— TASK DIRECTIONS —
Copy all of the data below word for word, keeping every line unchanged. Leave the pictures out of your copy.

====================

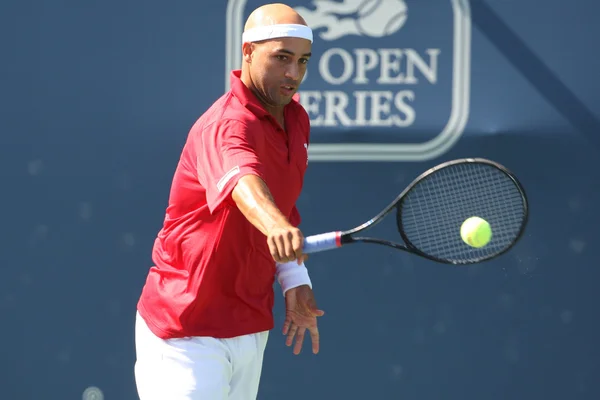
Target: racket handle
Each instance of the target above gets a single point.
(321, 242)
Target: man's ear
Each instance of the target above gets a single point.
(247, 49)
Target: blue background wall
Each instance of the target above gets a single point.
(96, 101)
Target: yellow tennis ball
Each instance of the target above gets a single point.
(476, 232)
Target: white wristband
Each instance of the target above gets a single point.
(291, 275)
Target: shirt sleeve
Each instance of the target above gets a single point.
(225, 151)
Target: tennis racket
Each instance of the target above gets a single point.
(431, 210)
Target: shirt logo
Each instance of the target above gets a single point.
(227, 177)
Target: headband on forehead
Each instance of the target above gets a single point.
(276, 31)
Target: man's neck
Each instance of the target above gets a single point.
(275, 111)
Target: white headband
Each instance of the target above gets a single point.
(276, 31)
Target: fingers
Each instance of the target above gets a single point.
(286, 325)
(298, 333)
(290, 334)
(314, 337)
(299, 340)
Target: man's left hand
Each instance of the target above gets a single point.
(301, 314)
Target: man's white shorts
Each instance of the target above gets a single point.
(197, 367)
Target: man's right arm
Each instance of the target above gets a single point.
(253, 198)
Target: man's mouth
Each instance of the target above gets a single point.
(288, 89)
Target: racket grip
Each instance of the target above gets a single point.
(322, 242)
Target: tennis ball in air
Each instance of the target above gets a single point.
(476, 232)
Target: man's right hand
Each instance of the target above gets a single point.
(285, 244)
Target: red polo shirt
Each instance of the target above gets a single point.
(213, 274)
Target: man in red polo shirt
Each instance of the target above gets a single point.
(231, 229)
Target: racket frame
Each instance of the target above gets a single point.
(348, 236)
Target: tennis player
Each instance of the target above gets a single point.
(231, 230)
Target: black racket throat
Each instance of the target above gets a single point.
(432, 209)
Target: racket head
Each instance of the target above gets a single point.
(431, 210)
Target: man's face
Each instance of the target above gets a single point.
(278, 67)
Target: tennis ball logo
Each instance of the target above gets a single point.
(378, 18)
(370, 18)
(476, 232)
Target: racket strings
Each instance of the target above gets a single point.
(433, 211)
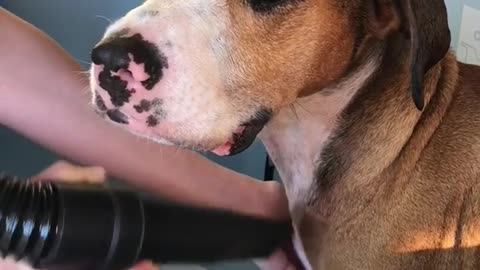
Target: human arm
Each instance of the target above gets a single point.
(44, 97)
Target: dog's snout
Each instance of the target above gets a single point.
(135, 59)
(117, 116)
(112, 56)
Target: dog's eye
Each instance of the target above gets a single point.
(267, 5)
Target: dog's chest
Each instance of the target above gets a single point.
(294, 139)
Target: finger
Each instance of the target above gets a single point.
(277, 261)
(67, 172)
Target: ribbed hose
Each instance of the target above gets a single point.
(69, 227)
(28, 218)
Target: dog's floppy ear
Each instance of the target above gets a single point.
(426, 24)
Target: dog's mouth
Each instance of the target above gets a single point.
(243, 136)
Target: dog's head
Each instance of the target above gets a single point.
(209, 74)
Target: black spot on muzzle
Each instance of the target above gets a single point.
(117, 116)
(115, 54)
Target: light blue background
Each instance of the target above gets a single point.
(77, 26)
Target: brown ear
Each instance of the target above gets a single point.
(426, 23)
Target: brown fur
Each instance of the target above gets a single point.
(401, 189)
(397, 185)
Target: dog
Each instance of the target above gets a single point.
(372, 122)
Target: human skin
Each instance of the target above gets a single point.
(44, 97)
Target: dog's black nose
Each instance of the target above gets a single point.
(112, 55)
(117, 116)
(117, 53)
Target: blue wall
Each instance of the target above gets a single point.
(77, 26)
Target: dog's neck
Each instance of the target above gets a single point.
(296, 136)
(355, 129)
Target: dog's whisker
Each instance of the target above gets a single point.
(83, 62)
(105, 18)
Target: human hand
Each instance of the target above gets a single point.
(66, 172)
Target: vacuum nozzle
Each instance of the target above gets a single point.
(86, 226)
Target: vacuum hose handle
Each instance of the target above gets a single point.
(87, 226)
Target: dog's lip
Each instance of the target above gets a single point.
(242, 138)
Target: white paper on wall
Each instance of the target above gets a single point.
(468, 50)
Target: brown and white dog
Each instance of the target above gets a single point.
(371, 121)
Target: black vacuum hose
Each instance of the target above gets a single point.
(83, 226)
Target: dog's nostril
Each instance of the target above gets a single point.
(112, 56)
(117, 116)
(134, 54)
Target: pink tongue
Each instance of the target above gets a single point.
(223, 150)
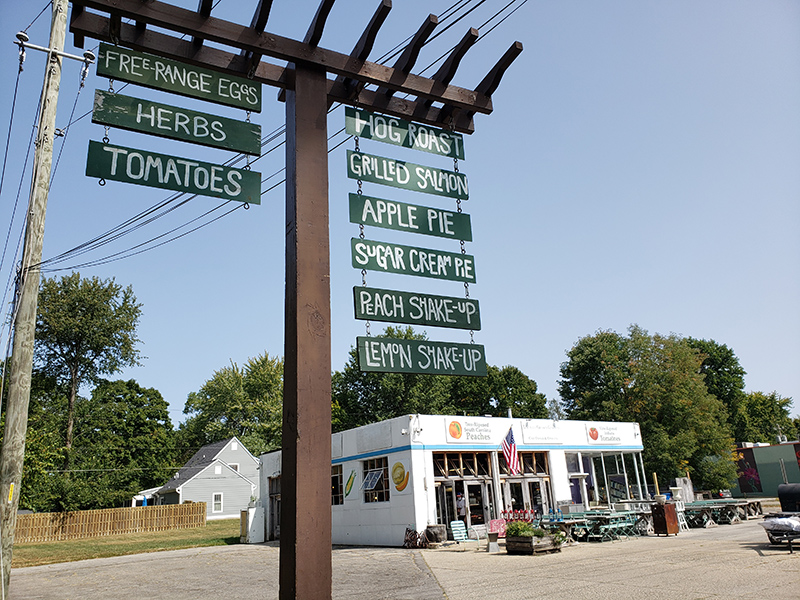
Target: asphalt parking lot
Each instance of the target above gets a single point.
(727, 562)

====================

— RESULT OF THE EXERCISE —
Target: racket handle
Each instance of the target above gets a single point.
(321, 242)
Target: man's ear
Each instance of the target above gets a single point.
(247, 49)
Target: blue background wall
Each instance of the target above gets a single point.
(96, 101)
Target: yellow tennis ball
Each instance of the target above gets a single point.
(476, 232)
Target: white wristband
Each instance of the target above gets a single point.
(291, 275)
Target: shirt sleeve
Each instance of the target above gets a single point.
(225, 151)
Target: tennis racket
Each instance of the target above gets a single point.
(431, 210)
Target: shirt logo
Each instance of the target above gets a single point.
(227, 177)
Target: headband on forehead
Each instance of the target above gets a single point.
(276, 31)
Target: man's neck
Each instance of the target above gets a single point.
(275, 111)
Target: white headband
Each instance of the target above gets a single point.
(276, 31)
Target: fingers
Each instance of the target above gets a single point.
(286, 325)
(298, 333)
(290, 334)
(314, 337)
(299, 340)
Target: man's left hand
Each instance of the target above gets a single point.
(301, 314)
Target: man's white shorts
Each instance of the target above gets a single point.
(197, 367)
Target: man's right arm
Each instance of the target above gets a single point.
(253, 198)
Target: man's mouth
Each instance of the target above gets a single point.
(288, 89)
Target: racket grip
Each instance of the target above gets a single point.
(322, 242)
Target: tennis ball in air
Each instance of the target above gets a single point.
(476, 232)
Target: man's right hand
Each instance of the target above gets a single point.
(285, 244)
Target: red polo shirt
Each instance of the target above gets a single point.
(213, 274)
Target: man in red polo shirt
Each instance of the target above gets a single point.
(231, 229)
Target: racket frame
Each instance of the target above gets a single point.
(348, 236)
Target: tennis player
Each instance of the target above gets a single point.
(231, 230)
Target: black racket throat
Each instance of the target above gets a single point.
(432, 209)
Target: racket head
Each instance of the target above gets a single point.
(431, 210)
Target: man's face
Each instance of the target above gets a single point.
(278, 67)
Target: tennis ball logo
Each instance of the target above gets a single point.
(378, 18)
(370, 18)
(476, 232)
Target: racket strings
Each instance of the target above gets a single point.
(433, 211)
Target: human arm
Each instance of the target above gets a single point.
(44, 97)
Target: dog's snout
Each instance of the target above gets a single point.
(135, 59)
(117, 116)
(112, 56)
Target: dog's eye
Each instance of the target above gets a single point.
(267, 5)
Target: dog's chest
Each instance of the target above gets a single point.
(294, 139)
Target: finger
Each instance of the target above gets a single point.
(277, 261)
(67, 172)
Target: ribbed hose
Each instance of the target above gets a single point.
(69, 227)
(28, 218)
Target: dog's floppy ear
Each instance of the target above gets a single point.
(426, 24)
Target: dog's mouth
Each instance of the target above gets a single point.
(243, 136)
Target: dog's head
Each instance of the target above gets a single point.
(209, 74)
Target: black spot on muzzle
Each instance of the target above gets a single point.
(117, 116)
(115, 54)
Target: light blue background
Each instance of the target above gets a single point.
(77, 26)
Target: brown ear
Each instance of the target above gets a single point.
(426, 23)
Target: brown fur
Each instance of the target above gets a single point.
(401, 189)
(397, 185)
Target: dog
Each instance of the target above gets a single point.
(372, 122)
Target: human skin
Each instance of the target above gets a single point.
(44, 97)
Target: dog's black nose
Each instance of the target above gets a single point.
(112, 55)
(117, 116)
(117, 53)
Target: blue wall
Each instance of the target above gets a single point.
(77, 26)
Target: dog's neck
Each instance of the target above gets a single point.
(296, 136)
(355, 129)
Target: dog's whisker
Each instance of the target above gets a single point.
(83, 62)
(105, 18)
Target: human hand
Each instance of the target above gets a single point.
(66, 172)
Target: vacuum nozzle
Each instance of the target above gets a single point.
(86, 226)
Target: vacuum hose handle
Each instance of the target above gets a single point.
(87, 226)
Target: dog's lip
Each instance of the target above gets a single point.
(242, 138)
Target: white paper on wall
Each instance of the target above gets a single point.
(468, 50)
Target: brown and white dog
Each instance of the target above gets a single point.
(371, 121)
Target: black vacuum hose
Each instance of the target above gets a single point.
(83, 226)
Target: dog's nostril
Each instance of the target above gets a single point.
(112, 56)
(117, 116)
(134, 54)
Target: pink tongue
Each instance of the target above gets a single point.
(223, 150)
Target: asphalt parking lot
Each instance of the target above gets a single point.
(727, 562)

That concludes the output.